● **Set problem**
Reproduce the items word for word, from the line with "Practice step: point out every instance of the mossy" up to and including the last of the items, and leave the pictures out.
** BEGIN **
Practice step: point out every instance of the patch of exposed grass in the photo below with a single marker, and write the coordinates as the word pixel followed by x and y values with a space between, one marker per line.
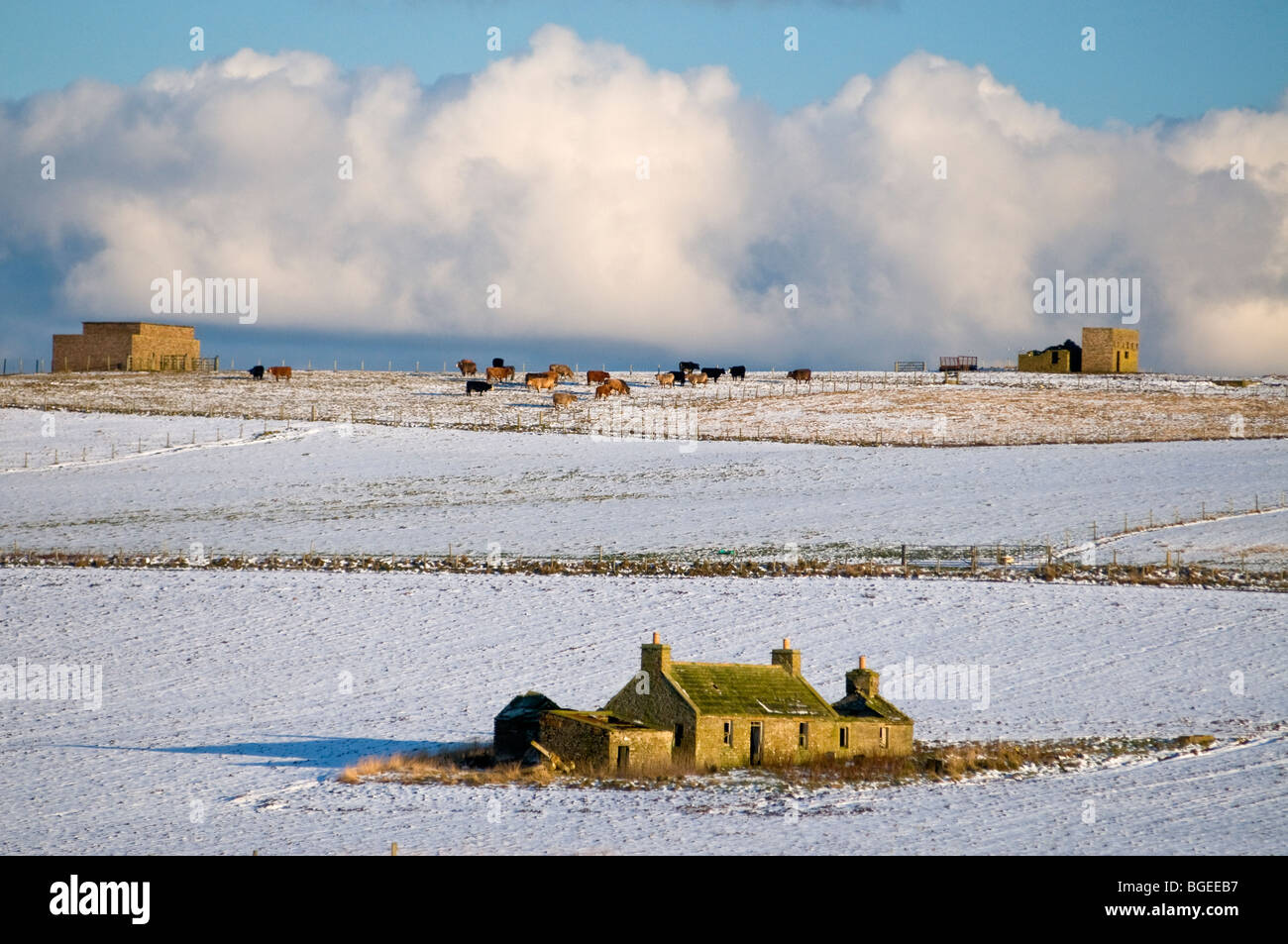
pixel 476 765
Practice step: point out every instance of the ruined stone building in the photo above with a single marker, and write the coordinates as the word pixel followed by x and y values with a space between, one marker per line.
pixel 711 716
pixel 1111 351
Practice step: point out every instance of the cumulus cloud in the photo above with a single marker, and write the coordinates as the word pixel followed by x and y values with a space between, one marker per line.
pixel 524 175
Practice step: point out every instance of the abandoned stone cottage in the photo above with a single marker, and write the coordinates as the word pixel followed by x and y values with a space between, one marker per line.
pixel 711 716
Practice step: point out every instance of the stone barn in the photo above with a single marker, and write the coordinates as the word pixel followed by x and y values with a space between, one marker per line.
pixel 1059 359
pixel 1111 351
pixel 128 346
pixel 599 741
pixel 519 724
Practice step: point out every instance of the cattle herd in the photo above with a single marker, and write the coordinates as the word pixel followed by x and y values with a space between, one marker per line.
pixel 601 381
pixel 604 384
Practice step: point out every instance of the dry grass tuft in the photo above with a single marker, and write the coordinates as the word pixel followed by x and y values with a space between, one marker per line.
pixel 476 765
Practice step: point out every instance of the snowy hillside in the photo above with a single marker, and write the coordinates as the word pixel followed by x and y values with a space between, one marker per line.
pixel 232 699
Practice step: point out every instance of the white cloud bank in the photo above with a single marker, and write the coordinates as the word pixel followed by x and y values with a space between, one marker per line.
pixel 524 175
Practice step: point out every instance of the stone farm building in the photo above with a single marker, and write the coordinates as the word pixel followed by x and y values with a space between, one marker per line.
pixel 1103 351
pixel 129 346
pixel 709 716
pixel 1111 351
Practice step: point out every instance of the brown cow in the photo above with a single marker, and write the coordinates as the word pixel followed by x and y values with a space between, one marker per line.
pixel 541 381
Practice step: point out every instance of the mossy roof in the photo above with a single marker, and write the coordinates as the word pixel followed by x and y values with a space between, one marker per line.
pixel 739 690
pixel 603 719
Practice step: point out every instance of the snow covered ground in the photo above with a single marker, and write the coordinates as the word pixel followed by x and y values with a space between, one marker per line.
pixel 230 700
pixel 359 488
pixel 1258 539
pixel 836 407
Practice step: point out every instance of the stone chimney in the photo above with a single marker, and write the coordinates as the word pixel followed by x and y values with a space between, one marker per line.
pixel 656 657
pixel 787 657
pixel 863 681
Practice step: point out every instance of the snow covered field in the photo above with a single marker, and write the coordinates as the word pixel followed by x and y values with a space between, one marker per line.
pixel 357 488
pixel 231 700
pixel 1260 540
pixel 836 407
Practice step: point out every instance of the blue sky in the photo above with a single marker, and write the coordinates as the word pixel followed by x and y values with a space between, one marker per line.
pixel 230 171
pixel 1175 58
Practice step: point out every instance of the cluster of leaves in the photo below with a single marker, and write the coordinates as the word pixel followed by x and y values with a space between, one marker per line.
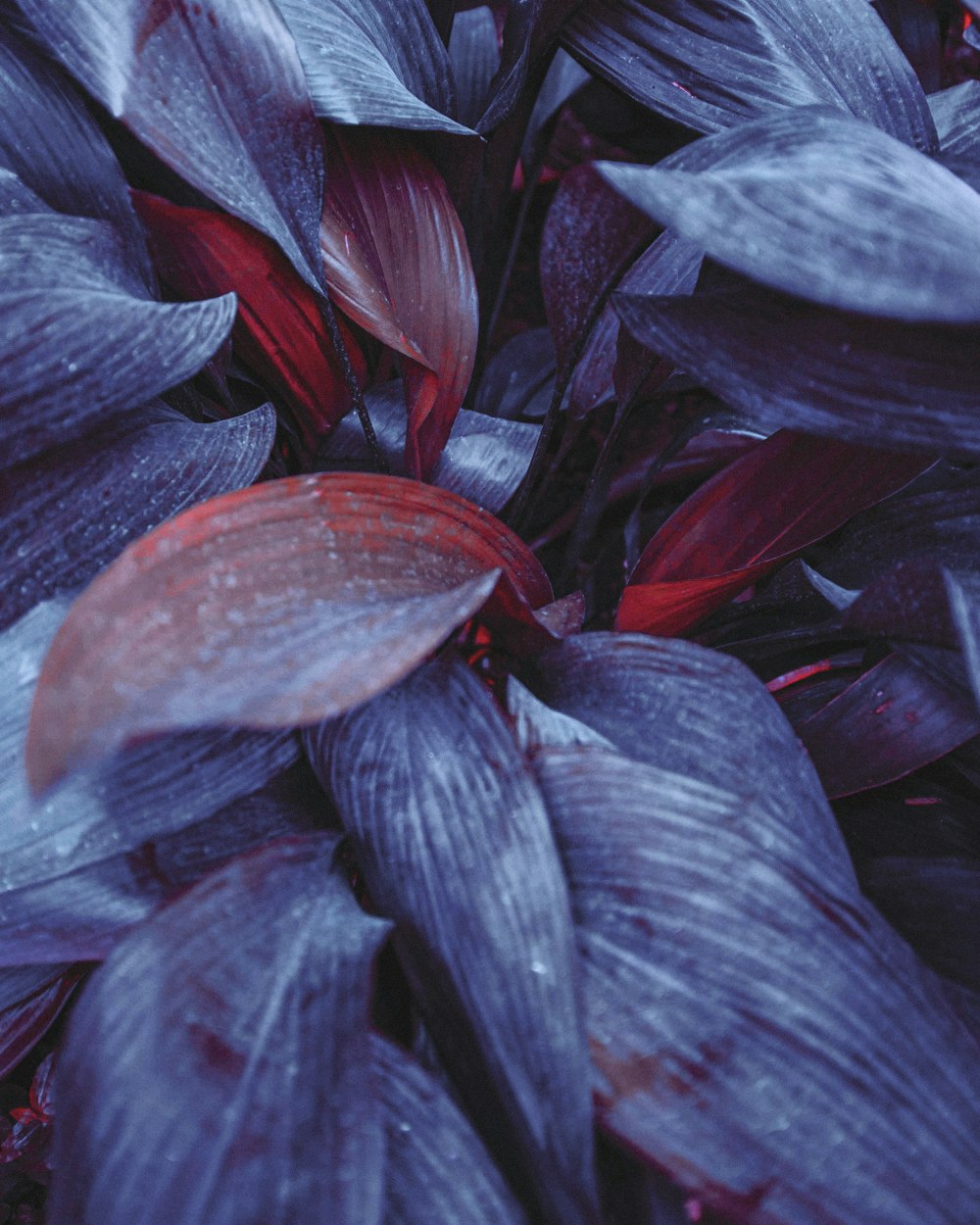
** END **
● **Solution**
Practice step: point out every instance of the mossy roof in the photo above with a single marker, and write the coordinates as the word pixel followed by x and y values with a space between, one marker per line.
pixel 739 690
pixel 603 719
Practice step: point out every instance of the snow covered ground in the photo above with a single marker, and write the coordinates as the word pixel followed by x and y values with a space between, one marker per line.
pixel 230 700
pixel 359 488
pixel 1258 539
pixel 836 407
Practice step: point out every instance of the stone chimney in the photo above with a single marker, and write the coordinates as the word pixel followed by x and y values with a space between, one marker per line.
pixel 656 657
pixel 787 657
pixel 863 681
Practice step: point out every instance of the snow covered field in the photo above with a single marker, and write the coordinates as the word pixel followed by x and y values with a space between, one marker per line.
pixel 357 488
pixel 231 700
pixel 1260 540
pixel 836 407
Practice step: point out every instance of the blue sky in the photo above with a single marker, and write the coordinates as the word pixel followed by x and y values with a space between, one marker per line.
pixel 230 171
pixel 1175 58
Practice step: point out every instance of the cluster of leaves in the photo below with a single marker, and write the coordinates as the word pixel followed by x and y values with a space between, one marker per line.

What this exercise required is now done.